PROBLEM STATEMENT ::
Copy out exactly the lines from the line containing "Target: underwater background" to the end of the listing.

EXERCISE INPUTS ::

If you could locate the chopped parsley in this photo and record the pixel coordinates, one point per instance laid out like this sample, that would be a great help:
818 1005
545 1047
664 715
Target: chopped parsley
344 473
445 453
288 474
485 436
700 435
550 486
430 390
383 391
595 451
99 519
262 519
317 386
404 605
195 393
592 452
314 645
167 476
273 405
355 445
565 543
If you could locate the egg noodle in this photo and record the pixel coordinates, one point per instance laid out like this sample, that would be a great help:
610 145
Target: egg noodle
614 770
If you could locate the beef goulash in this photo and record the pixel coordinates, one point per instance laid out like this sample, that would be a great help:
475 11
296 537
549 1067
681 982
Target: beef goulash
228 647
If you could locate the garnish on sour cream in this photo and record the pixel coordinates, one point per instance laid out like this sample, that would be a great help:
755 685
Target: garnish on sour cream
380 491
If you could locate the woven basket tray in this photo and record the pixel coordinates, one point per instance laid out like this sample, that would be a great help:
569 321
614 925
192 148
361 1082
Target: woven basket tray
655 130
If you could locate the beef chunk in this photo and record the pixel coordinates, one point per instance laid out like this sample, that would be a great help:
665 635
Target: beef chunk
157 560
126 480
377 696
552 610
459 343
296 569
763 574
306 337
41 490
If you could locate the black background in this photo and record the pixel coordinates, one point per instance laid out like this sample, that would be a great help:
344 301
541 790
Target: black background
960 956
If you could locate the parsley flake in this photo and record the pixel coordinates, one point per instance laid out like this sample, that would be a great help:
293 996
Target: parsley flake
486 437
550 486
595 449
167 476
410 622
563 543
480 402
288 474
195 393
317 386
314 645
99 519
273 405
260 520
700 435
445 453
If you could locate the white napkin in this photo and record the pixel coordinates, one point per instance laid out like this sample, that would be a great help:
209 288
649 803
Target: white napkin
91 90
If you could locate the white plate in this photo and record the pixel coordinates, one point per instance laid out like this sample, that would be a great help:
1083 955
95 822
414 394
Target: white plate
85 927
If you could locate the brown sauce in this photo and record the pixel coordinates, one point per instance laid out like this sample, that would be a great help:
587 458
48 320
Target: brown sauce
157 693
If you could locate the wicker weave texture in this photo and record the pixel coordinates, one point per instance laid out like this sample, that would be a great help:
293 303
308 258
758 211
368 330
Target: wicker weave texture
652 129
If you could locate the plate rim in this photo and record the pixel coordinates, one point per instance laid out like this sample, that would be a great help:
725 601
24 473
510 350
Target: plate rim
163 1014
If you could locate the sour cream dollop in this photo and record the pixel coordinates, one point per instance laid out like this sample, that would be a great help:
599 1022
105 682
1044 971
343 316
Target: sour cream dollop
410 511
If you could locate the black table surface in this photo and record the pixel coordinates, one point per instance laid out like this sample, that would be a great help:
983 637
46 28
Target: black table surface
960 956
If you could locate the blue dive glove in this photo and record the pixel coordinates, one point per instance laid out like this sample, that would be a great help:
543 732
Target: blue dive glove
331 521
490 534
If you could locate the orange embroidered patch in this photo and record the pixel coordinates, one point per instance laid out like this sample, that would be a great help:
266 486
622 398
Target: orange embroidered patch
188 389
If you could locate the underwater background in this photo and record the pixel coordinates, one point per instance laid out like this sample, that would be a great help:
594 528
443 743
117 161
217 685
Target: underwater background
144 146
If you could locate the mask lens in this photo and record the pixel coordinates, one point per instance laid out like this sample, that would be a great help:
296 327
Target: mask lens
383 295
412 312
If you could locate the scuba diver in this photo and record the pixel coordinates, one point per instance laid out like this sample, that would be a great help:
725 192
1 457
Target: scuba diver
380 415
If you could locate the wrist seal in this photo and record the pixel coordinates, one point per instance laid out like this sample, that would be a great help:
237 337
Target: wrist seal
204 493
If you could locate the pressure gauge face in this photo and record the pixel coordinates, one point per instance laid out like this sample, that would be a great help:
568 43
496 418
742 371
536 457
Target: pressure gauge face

PROBLEM SOLUTION ::
Target: underwater background
144 146
If you could locate the mask lens in this photo and record the pixel coordinates, one point per instance laid out like this sample, that would be a great help:
296 327
Target: mask lens
383 295
412 312
If you could locate the scuba diver in this photo and record the pixel coordinates, one point per instance laid out like this sample, that would be a great help:
725 192
1 457
Target: scuba diver
380 415
If you could locate the wrist seal in this photo and record the pixel coordinates, one point per instance laid out like this sample, that would be a great help:
237 337
Target: wrist seal
204 493
If you could locate the pressure gauge face in this photo and record the pixel coordinates, one point per instance laid out like this sample, that would be a great help:
568 43
496 418
742 371
536 457
Target: pressure gauge face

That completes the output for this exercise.